ABOUT THIS EXERCISE »
In the strength-training article, which organization popularized the term "muscle confusion"?

[[ SUPPLIED PASSAGE, beginning ]]

A Very Simple Mathematical Truth For Successful Strength Training
Few things could be simpler: use a few exercises that work as much of the body at one time as possible, find out how strong you are now on these exercises, and next time you train, lift a little heavier weight. Just a little. It’s the same process you used to learn to read, to play the guitar, to get a suntan, and to finish your master’s thesis. It’s the same process used to build an airplane or to evolve a more complex organism. It’s the accumulation of adaptation – the enemy of entropy – and it can be done by quite literally everybody.
The ability to adapt to stress is a trait common to all living things. A physical stress is a change in the physical conditions under which an organism, like you, lives. If the conditions stay the same, you stay the same. If the conditions change, you have two choices: adapt, so that the new conditions aren’t a stress anymore, or fail to adapt, and perhaps die.
It is also important to understand that adaptation is specific to the stress that causes it.
The calluses on your hands from the shovel grow on the palms, where the shovel handle rubs, not on your face. You don’t learn to play the piano by playing the clarinet.
At its most elemental reduction, this is the situation. The ability to adapt to physical stress is built into our DNA, and it’s kept us alive for a long time. Training is the systematic and intentional application of progressively increasing specific stress – enough to make you adapt, not enough to kill you. It’s just simple arithmetic.
So what’s the problem? If this process is so simple, both logistically and philosophically, then why in the hell is there so much pointless confusion about what, how, and why?
I’ll tell you: because it suits the purposes of lots of people to make you think it’s complicated. Ever heard the term “muscle confusion”? It was popularized decades ago by the Weider organization, publishers of Muscle Builder magazine, as one of the famous “Weider Principles” of bodybuilding. Along with several other fabulously screwed-up ideas, such as the “Retro-Gravity Principle,” the “Partial Reps Principle,” and the “Triple Split Principle,” the idea that things have to be complicated to be effective was planted in millions of young minds. Trainee confusion, actually.
We grew up, some of us got into the business ourselves, and many of us clung to the idea that effectiveness requires complexity. Sometimes it does, usually it doesn’t. If you are playing the piano at the level of Glenn Gould, and you want to get even a little better, the process will be complex. It will involve a high level of tortuosity, relying on constantly-varying tempo, difficulty, precision, and musical style.

[[ SUPPLIED PASSAGE, end ]]
[[ RECORDED INFORMATION, beginning ]]

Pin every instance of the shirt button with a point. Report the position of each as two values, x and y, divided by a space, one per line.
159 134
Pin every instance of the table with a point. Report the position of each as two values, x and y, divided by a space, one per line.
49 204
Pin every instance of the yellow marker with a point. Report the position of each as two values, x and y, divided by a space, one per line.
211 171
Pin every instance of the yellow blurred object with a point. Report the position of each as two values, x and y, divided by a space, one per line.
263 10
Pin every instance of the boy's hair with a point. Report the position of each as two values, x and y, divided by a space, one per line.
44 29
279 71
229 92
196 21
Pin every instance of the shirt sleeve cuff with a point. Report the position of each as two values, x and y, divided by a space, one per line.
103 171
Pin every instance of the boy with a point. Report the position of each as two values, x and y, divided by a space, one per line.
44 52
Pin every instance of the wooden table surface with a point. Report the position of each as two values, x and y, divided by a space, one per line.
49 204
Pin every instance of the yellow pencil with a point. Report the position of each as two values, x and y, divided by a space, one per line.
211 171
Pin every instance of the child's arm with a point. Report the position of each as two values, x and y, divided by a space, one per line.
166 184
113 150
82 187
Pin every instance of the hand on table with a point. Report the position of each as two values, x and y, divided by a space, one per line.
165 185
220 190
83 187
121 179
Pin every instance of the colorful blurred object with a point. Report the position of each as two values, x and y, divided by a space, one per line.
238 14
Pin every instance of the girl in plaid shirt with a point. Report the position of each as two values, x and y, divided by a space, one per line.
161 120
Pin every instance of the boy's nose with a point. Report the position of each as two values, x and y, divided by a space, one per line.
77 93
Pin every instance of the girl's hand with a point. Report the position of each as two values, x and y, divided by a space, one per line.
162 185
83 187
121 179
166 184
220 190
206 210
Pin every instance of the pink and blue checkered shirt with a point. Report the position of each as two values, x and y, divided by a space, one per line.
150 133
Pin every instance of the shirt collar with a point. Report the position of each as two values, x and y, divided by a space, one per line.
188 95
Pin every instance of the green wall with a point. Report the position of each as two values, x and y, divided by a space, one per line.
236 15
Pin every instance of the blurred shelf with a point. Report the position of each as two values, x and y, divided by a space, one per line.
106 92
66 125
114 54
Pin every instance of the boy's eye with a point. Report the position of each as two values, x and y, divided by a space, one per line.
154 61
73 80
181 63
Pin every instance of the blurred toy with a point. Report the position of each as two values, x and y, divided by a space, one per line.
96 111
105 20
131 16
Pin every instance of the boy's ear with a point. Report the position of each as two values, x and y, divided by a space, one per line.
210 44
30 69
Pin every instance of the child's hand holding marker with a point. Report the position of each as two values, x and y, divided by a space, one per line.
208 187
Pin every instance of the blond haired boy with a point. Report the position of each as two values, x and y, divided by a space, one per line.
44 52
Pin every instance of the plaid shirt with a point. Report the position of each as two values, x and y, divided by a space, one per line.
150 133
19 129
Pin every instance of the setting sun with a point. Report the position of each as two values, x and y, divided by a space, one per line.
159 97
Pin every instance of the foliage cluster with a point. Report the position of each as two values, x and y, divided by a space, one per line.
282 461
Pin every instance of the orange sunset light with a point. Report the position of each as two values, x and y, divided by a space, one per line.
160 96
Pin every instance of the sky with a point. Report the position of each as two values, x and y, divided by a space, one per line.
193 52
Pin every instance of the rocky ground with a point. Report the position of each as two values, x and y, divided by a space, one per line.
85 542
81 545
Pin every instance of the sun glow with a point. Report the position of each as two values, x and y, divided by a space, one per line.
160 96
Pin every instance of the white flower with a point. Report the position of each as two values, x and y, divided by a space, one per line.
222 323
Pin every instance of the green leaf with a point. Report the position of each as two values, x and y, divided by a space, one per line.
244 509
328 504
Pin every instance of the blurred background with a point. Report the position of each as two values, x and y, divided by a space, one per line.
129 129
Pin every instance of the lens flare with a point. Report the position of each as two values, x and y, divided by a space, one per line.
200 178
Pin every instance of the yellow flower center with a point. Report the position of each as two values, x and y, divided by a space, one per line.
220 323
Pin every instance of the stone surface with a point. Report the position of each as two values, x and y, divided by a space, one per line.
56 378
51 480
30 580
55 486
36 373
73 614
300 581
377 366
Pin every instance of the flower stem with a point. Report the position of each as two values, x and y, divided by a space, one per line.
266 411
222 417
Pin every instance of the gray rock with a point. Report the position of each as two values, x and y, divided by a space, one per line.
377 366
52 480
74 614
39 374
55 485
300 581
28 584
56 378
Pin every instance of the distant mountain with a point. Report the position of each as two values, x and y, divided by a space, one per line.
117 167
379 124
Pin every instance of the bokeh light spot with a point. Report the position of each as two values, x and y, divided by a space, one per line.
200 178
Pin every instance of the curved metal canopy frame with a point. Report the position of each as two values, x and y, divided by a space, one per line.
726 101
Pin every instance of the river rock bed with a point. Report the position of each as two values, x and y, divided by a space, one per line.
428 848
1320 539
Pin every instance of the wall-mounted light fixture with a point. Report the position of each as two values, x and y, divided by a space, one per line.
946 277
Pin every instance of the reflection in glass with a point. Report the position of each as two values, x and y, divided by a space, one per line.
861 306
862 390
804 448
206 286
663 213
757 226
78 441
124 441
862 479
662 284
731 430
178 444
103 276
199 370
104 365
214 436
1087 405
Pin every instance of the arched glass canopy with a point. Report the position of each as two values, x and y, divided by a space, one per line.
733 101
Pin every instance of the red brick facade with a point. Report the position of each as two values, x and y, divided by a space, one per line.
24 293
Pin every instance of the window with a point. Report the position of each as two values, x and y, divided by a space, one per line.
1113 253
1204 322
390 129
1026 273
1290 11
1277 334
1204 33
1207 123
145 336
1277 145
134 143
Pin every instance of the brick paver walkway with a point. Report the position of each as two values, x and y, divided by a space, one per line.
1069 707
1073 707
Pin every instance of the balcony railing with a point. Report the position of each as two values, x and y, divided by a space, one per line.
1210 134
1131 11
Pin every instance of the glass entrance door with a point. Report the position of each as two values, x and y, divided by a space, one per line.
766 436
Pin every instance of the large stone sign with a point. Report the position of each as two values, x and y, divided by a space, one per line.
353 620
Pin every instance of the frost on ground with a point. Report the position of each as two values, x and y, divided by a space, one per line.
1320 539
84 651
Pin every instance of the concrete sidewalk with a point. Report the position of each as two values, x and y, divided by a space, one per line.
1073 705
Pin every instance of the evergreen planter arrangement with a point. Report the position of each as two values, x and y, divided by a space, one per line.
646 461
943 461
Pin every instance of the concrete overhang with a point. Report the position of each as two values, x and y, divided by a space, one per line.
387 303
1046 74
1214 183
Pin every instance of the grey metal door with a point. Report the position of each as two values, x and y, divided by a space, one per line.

[[ RECORDED INFORMATION, end ]]

TASK OUTPUT »
The Weider organization, publishers of Muscle Builder magazine.